CONSIGNE 1 – D'après la chronique, à quel journal Donald Trump a-t-il déclaré le 9 février s'être entretenu avec le président russe ?
CONSIGNE 2 – Recopiez dans la chronique tout ce qui va de « Les présidents russe » jusqu'à « semaines à venir). ».
**** EXTRAIT DU TEXTE
Arnaud Dubien Arnaud Dubien
10 février 2025
La chronique d'Arnaud Dubien pour la RTBF : https://www.rtbf.be/article/l-il-de-moscou-poutine-trump-les-choses-serieuses-commencent-11501957




Les présidents russe et américain se sont-ils parlé ? C’est en tout cas ce qu’a déclaré Donald Trump au tabloïd New York Post le 9 février (avant de se raviser et de lâcher qu’il ferait mieux de ne pas le dire). Le porte-parole du Kremlin Dmitri Peskov a quant à lui botté en touche, affirmant – contre toute vraisemblance – n’être en mesure ni de confirmer ni de démentir un tel entretien. Il a seulement admis que des échanges bilatéraux avaient bien lieu par plusieurs canaux (l’un d’entre eux semblant conduire aux Émirats arabes unis, un pays qui joue déjà un rôle de médiateur dans les échanges de prisonniers entre Moscou et Kiev et qui est en lice – au même titre que l’Arabie saoudite – pour héberger un éventuel sommet russo-américain dans les semaines à venir).
********
**** DONNÉES ENREGISTRÉES
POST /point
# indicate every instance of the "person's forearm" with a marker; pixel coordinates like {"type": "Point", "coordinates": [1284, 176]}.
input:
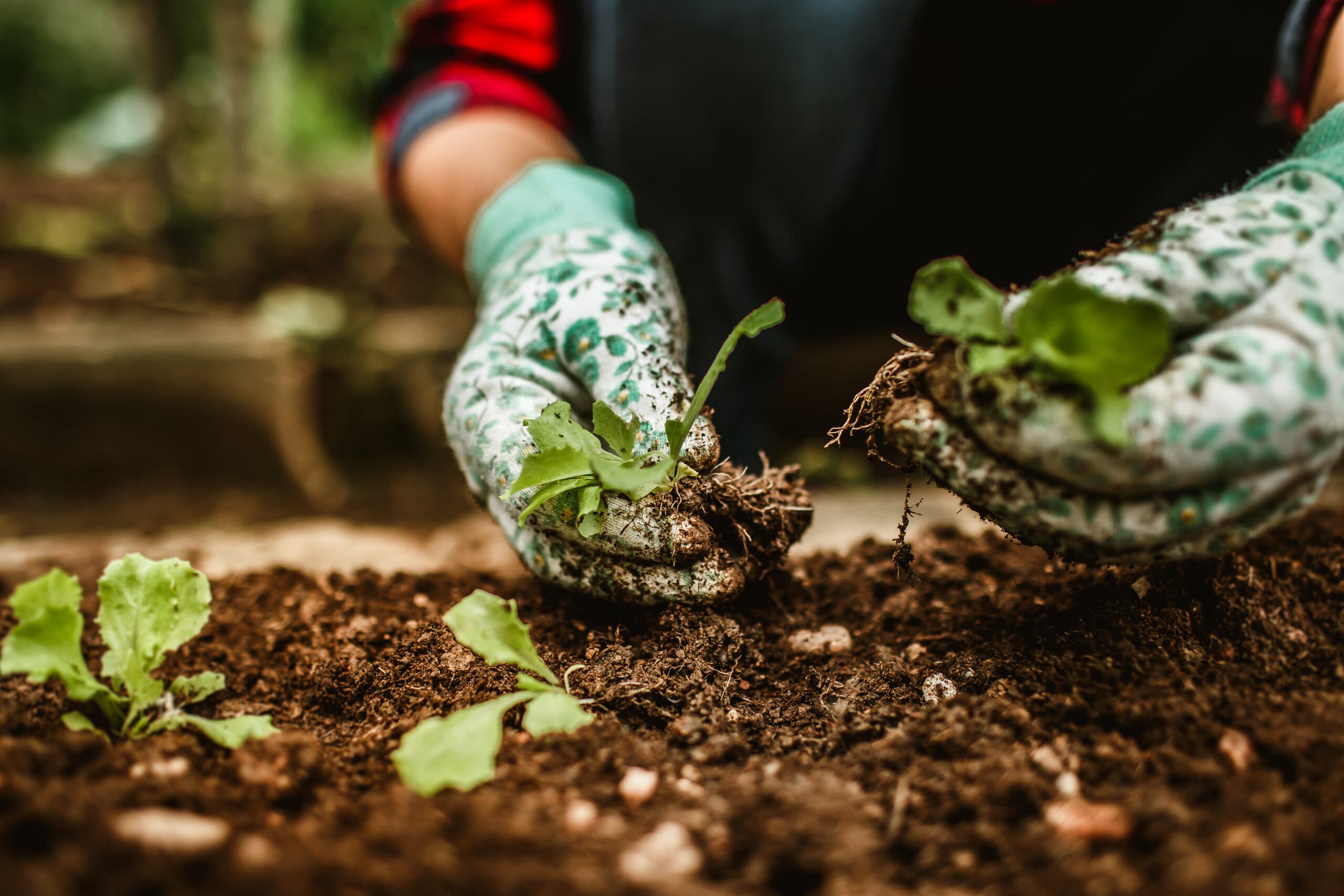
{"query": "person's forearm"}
********
BONNE RÉPONSE 1 – Au tabloïd New York Post.

BONNE RÉPONSE 2 –
Les présidents russe et américain se sont-ils parlé ? C’est en tout cas ce qu’a déclaré Donald Trump au tabloïd New York Post le 9 février (avant de se raviser et de lâcher qu’il ferait mieux de ne pas le dire). Le porte-parole du Kremlin Dmitri Peskov a quant à lui botté en touche, affirmant – contre toute vraisemblance – n’être en mesure ni de confirmer ni de démentir un tel entretien. Il a seulement admis que des échanges bilatéraux avaient bien lieu par plusieurs canaux (l’un d’entre eux semblant conduire aux Émirats arabes unis, un pays qui joue déjà un rôle de médiateur dans les échanges de prisonniers entre Moscou et Kiev et qui est en lice – au même titre que l’Arabie saoudite – pour héberger un éventuel sommet russo-américain dans les semaines à venir).